Please find every line in the material below that contains the string "detection", and copy each such line in full.

### Data shown
★ ★ ★ ★ ★
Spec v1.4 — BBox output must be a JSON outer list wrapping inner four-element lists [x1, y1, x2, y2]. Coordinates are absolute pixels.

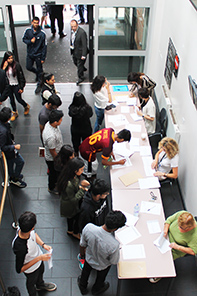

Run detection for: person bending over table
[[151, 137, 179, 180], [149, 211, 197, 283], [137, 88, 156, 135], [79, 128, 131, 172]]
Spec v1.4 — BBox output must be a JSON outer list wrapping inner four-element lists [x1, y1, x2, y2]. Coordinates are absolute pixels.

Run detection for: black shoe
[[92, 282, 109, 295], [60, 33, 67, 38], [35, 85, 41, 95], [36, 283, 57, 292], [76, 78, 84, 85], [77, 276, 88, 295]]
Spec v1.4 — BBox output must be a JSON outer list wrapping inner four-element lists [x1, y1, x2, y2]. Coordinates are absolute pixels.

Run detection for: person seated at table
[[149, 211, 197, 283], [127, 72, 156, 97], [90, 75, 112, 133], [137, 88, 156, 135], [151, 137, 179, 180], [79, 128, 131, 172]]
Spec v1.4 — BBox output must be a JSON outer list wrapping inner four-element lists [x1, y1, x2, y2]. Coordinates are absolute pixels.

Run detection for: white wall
★ ★ ★ ★ ★
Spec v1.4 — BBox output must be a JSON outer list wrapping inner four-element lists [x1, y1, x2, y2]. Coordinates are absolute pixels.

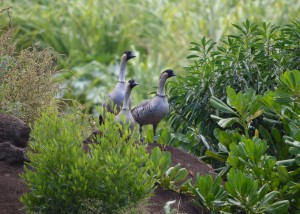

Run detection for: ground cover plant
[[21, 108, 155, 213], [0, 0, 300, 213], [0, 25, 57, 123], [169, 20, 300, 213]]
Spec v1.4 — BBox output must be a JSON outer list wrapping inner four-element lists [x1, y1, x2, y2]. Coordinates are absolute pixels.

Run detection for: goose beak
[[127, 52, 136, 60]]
★ ★ ★ ★ ★
### Answer in full
Run detection for: person bending over table
Run detection for: black shoe
Run detection for: person seated at table
Run detection for: white wall
Run detection for: ground cover plant
Run detection for: goose beak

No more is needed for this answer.